* Short task
Can you copy the material below, switching every "Where can you spot" to "Where do you see" and leaving all else unchanged?

★ ★ ★ ★ ★ ★ ★

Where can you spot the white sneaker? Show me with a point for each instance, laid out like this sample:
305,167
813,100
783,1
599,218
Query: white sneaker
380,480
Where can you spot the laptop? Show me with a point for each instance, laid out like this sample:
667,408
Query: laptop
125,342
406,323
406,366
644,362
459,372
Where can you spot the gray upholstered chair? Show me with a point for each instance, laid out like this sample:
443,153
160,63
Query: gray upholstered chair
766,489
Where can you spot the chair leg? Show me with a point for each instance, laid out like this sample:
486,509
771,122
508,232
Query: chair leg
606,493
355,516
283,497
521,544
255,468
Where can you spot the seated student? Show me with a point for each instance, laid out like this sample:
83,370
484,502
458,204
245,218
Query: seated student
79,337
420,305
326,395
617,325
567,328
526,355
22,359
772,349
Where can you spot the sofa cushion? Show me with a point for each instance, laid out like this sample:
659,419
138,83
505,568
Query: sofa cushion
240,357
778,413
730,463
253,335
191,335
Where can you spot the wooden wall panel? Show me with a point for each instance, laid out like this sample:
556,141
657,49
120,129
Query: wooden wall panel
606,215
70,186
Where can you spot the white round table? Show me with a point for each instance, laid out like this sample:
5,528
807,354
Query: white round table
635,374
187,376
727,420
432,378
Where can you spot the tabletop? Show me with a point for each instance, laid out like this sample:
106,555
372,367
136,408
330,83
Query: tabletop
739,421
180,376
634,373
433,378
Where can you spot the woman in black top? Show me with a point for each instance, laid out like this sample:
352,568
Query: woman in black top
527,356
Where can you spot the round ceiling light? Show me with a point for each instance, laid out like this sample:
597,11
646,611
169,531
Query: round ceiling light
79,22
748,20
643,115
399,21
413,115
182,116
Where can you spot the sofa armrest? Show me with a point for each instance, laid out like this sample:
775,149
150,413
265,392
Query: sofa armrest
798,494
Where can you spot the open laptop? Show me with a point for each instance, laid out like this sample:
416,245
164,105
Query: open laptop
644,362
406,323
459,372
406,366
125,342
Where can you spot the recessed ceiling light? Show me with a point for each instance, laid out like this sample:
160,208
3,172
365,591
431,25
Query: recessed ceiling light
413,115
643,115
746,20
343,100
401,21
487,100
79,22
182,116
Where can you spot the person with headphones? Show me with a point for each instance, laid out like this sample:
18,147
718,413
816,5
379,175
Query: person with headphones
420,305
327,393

★ ★ ★ ★ ★ ★ ★

* The answer
Where do you see the white sneaker? Show me with a point for each instance, laid out like this sample:
305,167
813,100
783,1
599,218
Query: white sneaker
380,480
Where do you see the laptop? Show me with a point for each instance, laid out like this sample:
667,408
Query: laptop
125,342
406,323
406,366
644,362
459,372
Where do you see the gray upholstered chair? Show me with a point for each instance, laid out like this sample:
443,153
160,63
Query: gray upholstered chair
766,489
Where do you see the chair leg? Show me with a point for each instance, laid out like this sample:
486,509
771,122
508,232
Query: chair leg
606,493
355,516
283,497
521,544
255,468
Where do you see the seated student? Show me with a point for each instance, laid out like this sample:
83,370
484,502
458,204
245,218
Query: seated student
79,337
420,305
326,395
617,325
567,328
526,355
22,359
772,349
Where do you see the sofa cushion? Show me with a point for each instance, laid out like this sample:
659,419
138,83
505,568
Query: sofa cushion
240,357
778,413
730,463
253,335
191,335
Where do you see the wooden wall panel? Show me with a point for each instance, laid out like this sample:
556,141
657,49
120,129
Query: wooden wall panel
606,215
70,186
Where do you see the white round table? Show me with a point for each instance, laid out like this sample:
5,528
807,354
Query: white round table
635,374
187,376
727,420
432,378
Where do you see the tabletop? Show me with a point for each instance, laid out like this sample:
106,555
372,367
136,408
330,83
Query: tabletop
739,421
180,376
634,373
433,378
Where do you see the woman in black top? Show me with a point for each instance, laid out like this sample:
352,568
Query: woman in black top
527,356
Where do you see the round ceiling light? Show me with a point for each instance, laid out like this sample:
597,11
646,611
169,531
Query: round ceiling light
79,22
748,20
643,115
399,21
413,115
182,116
Where do you see the sofa armrest? Show me with a point for each instance, laid out like this sample:
775,149
150,413
265,392
Query: sofa armrest
798,494
Where do you see the open laptop? Show me with a point for each instance, laid out like this sample:
416,245
164,105
Query: open laptop
644,362
406,323
459,372
406,366
125,342
Where do you see the recessed ceiling light? Show me with a point for each instance, laid out like this sample:
160,208
3,172
365,591
431,25
Query: recessed ceiling light
413,115
643,115
746,20
343,100
401,21
487,100
79,22
182,116
Where do you see the person with headphones? Show me with a point for each instance, laid out like this sample:
18,147
718,413
816,5
379,175
Query: person with headphones
420,305
327,393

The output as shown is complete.